▶ [YOUR GOAL] Can you quote every one of the following entries back verbatim, line for line?

▶ [AVAILABLE RECORDS]
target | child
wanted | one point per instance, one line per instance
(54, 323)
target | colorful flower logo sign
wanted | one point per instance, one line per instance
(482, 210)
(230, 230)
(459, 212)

▶ [RIGHT ANSWER]
target | child
wanted | one point per instance, one line per instance
(54, 323)
target | colorful flower logo sign
wanted | one point per instance, one line per instance
(482, 210)
(230, 230)
(459, 212)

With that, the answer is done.